* **Directive**: Recast the lines of the records below as a single numbered list covering every record, leaving out the blank lines.

Data taken from a collection
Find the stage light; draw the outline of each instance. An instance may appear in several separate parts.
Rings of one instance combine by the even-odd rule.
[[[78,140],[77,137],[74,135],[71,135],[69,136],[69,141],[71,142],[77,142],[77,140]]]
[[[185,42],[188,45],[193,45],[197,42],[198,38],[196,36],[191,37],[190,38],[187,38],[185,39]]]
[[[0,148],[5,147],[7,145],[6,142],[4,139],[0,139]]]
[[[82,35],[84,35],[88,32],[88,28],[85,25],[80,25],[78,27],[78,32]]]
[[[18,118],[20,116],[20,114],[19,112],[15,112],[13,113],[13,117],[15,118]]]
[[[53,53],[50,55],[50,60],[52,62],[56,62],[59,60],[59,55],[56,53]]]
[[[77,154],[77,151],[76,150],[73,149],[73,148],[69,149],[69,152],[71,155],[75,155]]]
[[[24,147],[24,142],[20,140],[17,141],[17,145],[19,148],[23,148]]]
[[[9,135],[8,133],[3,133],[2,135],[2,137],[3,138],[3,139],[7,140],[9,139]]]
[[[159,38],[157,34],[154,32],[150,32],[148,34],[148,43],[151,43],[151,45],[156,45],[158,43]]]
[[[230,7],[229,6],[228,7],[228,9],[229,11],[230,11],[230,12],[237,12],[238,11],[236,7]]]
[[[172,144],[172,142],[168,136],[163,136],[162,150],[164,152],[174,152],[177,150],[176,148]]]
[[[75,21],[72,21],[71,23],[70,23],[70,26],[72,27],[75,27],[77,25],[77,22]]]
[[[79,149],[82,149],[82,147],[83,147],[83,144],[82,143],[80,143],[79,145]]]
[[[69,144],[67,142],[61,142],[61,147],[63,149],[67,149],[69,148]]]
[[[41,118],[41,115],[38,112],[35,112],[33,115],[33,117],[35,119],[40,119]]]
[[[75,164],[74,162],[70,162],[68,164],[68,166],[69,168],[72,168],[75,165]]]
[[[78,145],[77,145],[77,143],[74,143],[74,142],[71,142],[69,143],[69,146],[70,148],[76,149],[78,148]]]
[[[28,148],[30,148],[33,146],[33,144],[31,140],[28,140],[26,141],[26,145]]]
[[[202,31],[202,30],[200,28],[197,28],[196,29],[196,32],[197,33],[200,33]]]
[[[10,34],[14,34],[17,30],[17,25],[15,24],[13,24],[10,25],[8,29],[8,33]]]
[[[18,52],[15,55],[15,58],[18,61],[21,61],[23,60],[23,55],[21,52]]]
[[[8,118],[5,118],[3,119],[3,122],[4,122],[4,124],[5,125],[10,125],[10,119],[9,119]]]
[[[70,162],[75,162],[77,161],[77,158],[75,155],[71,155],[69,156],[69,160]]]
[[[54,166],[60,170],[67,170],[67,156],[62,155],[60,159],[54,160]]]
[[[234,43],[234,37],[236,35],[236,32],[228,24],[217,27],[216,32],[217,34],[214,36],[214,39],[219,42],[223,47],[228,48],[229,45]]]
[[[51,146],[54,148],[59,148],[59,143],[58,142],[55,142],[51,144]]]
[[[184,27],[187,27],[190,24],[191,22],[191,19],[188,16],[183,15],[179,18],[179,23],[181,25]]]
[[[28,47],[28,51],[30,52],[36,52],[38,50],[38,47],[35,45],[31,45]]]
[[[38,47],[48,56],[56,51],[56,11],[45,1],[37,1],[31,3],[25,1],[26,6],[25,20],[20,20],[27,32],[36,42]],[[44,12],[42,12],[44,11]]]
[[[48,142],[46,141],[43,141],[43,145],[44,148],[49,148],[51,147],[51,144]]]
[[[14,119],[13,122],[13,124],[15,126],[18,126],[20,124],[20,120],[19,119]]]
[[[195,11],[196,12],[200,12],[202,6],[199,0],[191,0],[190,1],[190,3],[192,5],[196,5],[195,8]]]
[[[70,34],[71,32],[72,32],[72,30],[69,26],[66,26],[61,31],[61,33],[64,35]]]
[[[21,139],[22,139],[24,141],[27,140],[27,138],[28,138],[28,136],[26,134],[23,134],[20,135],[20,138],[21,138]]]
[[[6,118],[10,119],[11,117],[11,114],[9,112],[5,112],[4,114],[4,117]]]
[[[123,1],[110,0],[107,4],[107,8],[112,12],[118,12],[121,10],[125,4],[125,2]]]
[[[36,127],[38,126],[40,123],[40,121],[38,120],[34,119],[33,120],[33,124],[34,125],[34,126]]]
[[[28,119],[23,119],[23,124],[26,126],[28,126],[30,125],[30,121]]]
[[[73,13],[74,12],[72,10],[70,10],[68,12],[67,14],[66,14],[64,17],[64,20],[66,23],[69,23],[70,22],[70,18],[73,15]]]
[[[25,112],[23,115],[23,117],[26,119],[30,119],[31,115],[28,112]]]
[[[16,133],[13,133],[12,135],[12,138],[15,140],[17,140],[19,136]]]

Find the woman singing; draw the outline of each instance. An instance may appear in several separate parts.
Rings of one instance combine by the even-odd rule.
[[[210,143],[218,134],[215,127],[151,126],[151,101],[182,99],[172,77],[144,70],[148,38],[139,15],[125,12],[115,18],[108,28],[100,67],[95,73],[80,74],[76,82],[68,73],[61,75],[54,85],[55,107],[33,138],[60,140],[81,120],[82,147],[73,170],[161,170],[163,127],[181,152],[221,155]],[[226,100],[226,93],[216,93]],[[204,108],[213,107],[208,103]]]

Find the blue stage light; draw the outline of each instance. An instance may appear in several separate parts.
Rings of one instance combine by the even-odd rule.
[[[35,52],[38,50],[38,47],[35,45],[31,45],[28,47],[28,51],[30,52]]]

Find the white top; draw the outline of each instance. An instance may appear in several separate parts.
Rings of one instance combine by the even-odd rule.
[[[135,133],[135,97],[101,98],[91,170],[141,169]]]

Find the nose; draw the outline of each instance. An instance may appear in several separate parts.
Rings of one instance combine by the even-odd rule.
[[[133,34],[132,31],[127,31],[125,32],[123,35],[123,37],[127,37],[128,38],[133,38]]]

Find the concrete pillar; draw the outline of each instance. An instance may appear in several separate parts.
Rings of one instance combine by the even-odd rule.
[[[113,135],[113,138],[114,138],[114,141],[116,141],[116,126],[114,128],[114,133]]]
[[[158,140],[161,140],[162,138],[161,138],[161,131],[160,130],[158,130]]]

* **Output of the task**:
1. Find the stage light; draw the outline of each instance. An instance may appear in several separate parts.
2. Rings of one instance combine by the even-odd rule.
3. [[[78,140],[77,137],[74,135],[71,135],[69,136],[69,141],[71,142],[77,142],[77,140]]]
4. [[[185,42],[188,45],[193,45],[197,42],[198,38],[196,36],[191,37],[190,38],[187,38],[185,39]]]
5. [[[0,148],[5,147],[7,145],[6,142],[4,139],[0,139]]]
6. [[[82,35],[84,35],[88,32],[88,28],[85,25],[80,25],[78,27],[78,32]]]
7. [[[18,118],[20,116],[20,114],[19,112],[15,112],[13,113],[13,117],[15,118]]]
8. [[[53,53],[50,55],[50,60],[52,62],[56,62],[59,60],[59,55],[56,53]]]
9. [[[77,154],[77,151],[76,150],[73,149],[73,148],[69,149],[69,152],[71,155],[75,155]]]
10. [[[24,147],[24,142],[20,140],[17,141],[17,145],[19,148],[23,148]]]
11. [[[9,135],[8,133],[3,133],[2,135],[2,137],[3,138],[3,139],[7,140],[9,139]]]
12. [[[159,38],[157,34],[154,32],[150,32],[148,34],[148,43],[151,43],[151,45],[156,45],[158,43]]]
13. [[[230,7],[229,6],[228,7],[228,9],[229,11],[230,11],[230,12],[237,12],[238,11],[236,7]]]
14. [[[172,144],[172,142],[168,136],[163,136],[162,150],[164,152],[174,152],[177,150],[176,148]]]
15. [[[75,21],[72,21],[71,23],[70,23],[70,26],[72,27],[75,27],[77,25],[77,22]]]
16. [[[79,149],[82,149],[82,147],[83,147],[83,144],[82,143],[80,143],[79,145]]]
17. [[[69,144],[67,142],[61,142],[61,147],[63,149],[67,149],[69,148]]]
18. [[[41,118],[41,115],[38,112],[35,112],[33,115],[33,117],[35,119],[40,119]]]
19. [[[75,164],[74,162],[70,162],[68,164],[68,166],[69,168],[72,168],[75,165]]]
20. [[[78,145],[77,145],[77,143],[74,143],[74,142],[71,142],[69,143],[69,146],[70,148],[76,149],[78,148]]]
21. [[[28,148],[30,148],[33,146],[33,144],[31,140],[28,140],[26,141],[26,145]]]
22. [[[202,31],[202,30],[200,28],[197,28],[196,29],[196,32],[197,33],[200,33]]]
23. [[[10,34],[14,34],[17,30],[17,25],[15,24],[13,24],[10,25],[8,29],[8,33]]]
24. [[[18,52],[15,55],[15,58],[18,61],[21,61],[23,60],[23,55],[21,52]]]
25. [[[8,118],[5,118],[3,119],[3,122],[4,122],[4,124],[5,125],[10,125],[10,119],[9,119]]]
26. [[[70,162],[75,162],[77,161],[77,158],[75,155],[71,155],[69,156],[69,160]]]
27. [[[54,166],[60,170],[67,170],[67,156],[62,155],[60,159],[54,160]]]
28. [[[234,43],[234,37],[236,35],[236,32],[228,24],[217,27],[216,32],[217,34],[214,36],[214,39],[219,42],[223,47],[228,48],[229,45]]]
29. [[[51,146],[54,148],[59,148],[59,143],[58,142],[55,142],[51,144]]]
30. [[[184,27],[187,27],[190,24],[191,22],[191,19],[188,16],[183,15],[179,18],[179,23],[181,25]]]
31. [[[28,47],[28,51],[30,52],[36,52],[38,50],[38,47],[35,45],[31,45]]]
32. [[[38,47],[48,56],[56,51],[56,11],[45,1],[37,1],[31,3],[25,1],[26,6],[25,20],[20,20],[27,32],[36,42]],[[44,12],[42,12],[44,11]]]
33. [[[48,142],[46,141],[43,141],[43,145],[44,148],[49,148],[51,147],[51,144]]]
34. [[[14,119],[13,122],[13,124],[15,126],[18,126],[20,124],[20,120],[19,119]]]
35. [[[195,11],[196,12],[200,12],[202,6],[199,0],[191,0],[190,1],[190,3],[192,5],[196,5],[195,8]]]
36. [[[70,34],[71,32],[72,32],[72,30],[69,26],[66,26],[61,31],[61,33],[64,35]]]
37. [[[21,139],[22,139],[24,141],[27,140],[27,138],[28,138],[28,136],[26,134],[23,134],[20,135],[20,138],[21,138]]]
38. [[[6,118],[10,119],[11,117],[11,114],[9,112],[5,112],[4,114],[4,117]]]
39. [[[123,1],[110,0],[107,4],[107,8],[112,12],[118,12],[121,10],[125,4],[125,2]]]
40. [[[36,127],[38,126],[40,123],[40,121],[38,120],[34,119],[33,120],[33,124],[34,125],[34,126]]]
41. [[[28,119],[23,119],[23,124],[26,126],[28,126],[30,125],[30,121]]]
42. [[[73,13],[74,12],[72,10],[70,10],[68,12],[67,14],[66,14],[64,17],[64,20],[66,23],[69,23],[70,22],[70,18],[73,15]]]
43. [[[25,112],[23,115],[23,117],[26,119],[30,119],[31,115],[28,112]]]
44. [[[16,133],[13,133],[12,135],[12,138],[15,140],[17,140],[19,136]]]
45. Find the woman singing; draw the outline of each instance. An instance may appear in several separate parts.
46. Rings of one instance combine by the even-odd rule.
47. [[[210,143],[218,134],[215,127],[151,126],[151,101],[182,99],[172,77],[144,70],[148,38],[139,15],[125,12],[115,18],[108,28],[100,67],[95,73],[80,74],[76,82],[68,73],[61,75],[54,85],[55,107],[33,138],[60,140],[81,120],[82,147],[73,170],[161,170],[163,127],[181,152],[221,155]],[[226,100],[226,93],[216,93]],[[204,108],[213,107],[208,103]]]
48. Find the blue stage light; draw the outline of each instance. An instance may appear in several separate parts.
49. Rings of one instance combine by the even-odd rule.
50. [[[35,52],[38,50],[38,47],[35,45],[31,45],[28,47],[28,51],[30,52]]]
51. Find the white top; draw the outline of each instance. An instance may appear in several separate parts.
52. Rings of one instance combine by the even-odd rule.
53. [[[135,133],[135,97],[101,98],[91,170],[141,169]]]
54. Find the nose; draw the outline of each instance. An instance may appear in several separate parts.
55. Rings of one instance combine by the even-odd rule.
56. [[[133,34],[132,31],[127,31],[125,32],[123,35],[123,37],[127,37],[128,38],[133,38]]]
57. Find the concrete pillar; draw the outline of each instance. An instance may appear in several separate parts.
58. Rings of one instance combine by the even-odd rule.
59. [[[113,135],[113,138],[114,138],[114,141],[116,141],[116,126],[114,128],[114,133]]]
60. [[[158,140],[161,140],[162,138],[161,138],[161,131],[160,130],[158,130]]]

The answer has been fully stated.